>>>
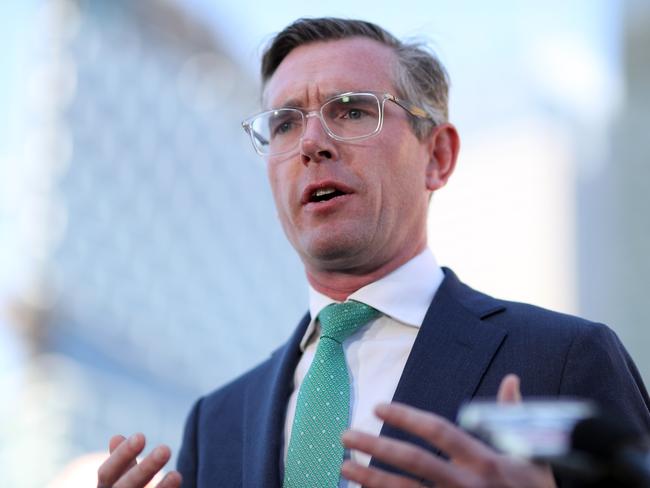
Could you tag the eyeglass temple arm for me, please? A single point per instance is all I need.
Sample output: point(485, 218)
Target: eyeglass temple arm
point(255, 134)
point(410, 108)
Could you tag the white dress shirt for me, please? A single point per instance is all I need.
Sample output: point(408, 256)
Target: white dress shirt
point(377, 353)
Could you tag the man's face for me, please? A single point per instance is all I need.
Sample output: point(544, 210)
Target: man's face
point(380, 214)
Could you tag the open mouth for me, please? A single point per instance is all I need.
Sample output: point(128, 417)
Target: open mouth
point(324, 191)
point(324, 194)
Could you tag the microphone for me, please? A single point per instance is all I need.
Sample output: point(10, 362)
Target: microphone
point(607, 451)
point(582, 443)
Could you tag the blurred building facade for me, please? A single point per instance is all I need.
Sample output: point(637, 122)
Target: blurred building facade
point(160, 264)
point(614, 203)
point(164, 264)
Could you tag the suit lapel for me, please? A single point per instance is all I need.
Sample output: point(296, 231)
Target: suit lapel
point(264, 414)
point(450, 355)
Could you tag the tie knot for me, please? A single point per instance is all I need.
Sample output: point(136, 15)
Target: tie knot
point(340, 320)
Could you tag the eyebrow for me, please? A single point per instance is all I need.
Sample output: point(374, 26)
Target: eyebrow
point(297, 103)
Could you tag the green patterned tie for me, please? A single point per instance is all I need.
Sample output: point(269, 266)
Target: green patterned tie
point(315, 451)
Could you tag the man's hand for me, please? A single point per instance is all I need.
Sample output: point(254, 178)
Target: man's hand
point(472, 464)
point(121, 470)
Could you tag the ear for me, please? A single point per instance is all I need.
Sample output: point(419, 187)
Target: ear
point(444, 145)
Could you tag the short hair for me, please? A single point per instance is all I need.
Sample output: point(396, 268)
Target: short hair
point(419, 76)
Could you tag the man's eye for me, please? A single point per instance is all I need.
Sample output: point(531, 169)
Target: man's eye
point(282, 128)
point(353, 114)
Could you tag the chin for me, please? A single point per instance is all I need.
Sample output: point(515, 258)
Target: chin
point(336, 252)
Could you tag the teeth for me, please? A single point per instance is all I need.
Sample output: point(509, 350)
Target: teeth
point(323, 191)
<<<
>>>
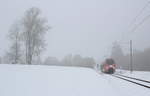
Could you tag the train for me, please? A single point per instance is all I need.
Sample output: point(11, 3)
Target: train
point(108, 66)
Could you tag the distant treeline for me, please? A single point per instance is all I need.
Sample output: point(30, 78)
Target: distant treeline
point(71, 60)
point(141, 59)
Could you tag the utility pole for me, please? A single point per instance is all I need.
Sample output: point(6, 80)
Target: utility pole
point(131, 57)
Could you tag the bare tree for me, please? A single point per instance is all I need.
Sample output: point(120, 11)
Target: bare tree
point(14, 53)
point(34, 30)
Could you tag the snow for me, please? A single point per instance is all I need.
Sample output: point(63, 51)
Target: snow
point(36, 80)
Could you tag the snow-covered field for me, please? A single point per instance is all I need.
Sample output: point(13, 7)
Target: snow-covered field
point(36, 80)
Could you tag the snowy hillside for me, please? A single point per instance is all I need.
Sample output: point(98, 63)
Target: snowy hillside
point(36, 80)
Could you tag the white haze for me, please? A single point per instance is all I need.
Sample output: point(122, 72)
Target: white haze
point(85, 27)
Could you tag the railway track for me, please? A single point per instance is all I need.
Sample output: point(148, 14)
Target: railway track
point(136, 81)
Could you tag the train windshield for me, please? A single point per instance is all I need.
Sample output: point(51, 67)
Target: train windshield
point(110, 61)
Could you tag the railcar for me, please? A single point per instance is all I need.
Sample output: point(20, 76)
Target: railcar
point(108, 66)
<<<
>>>
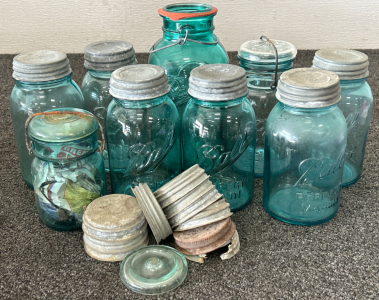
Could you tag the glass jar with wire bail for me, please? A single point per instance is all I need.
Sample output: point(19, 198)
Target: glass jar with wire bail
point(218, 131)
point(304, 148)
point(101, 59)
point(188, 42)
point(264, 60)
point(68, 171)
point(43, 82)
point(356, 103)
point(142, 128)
<<<
Pick out every line in the records above that contains the word "hair", and copy each of those lines.

▶ _ANSWER IN FULL_
Could you tag the short hair for me, please? A single point per instance is all I need.
Target: short hair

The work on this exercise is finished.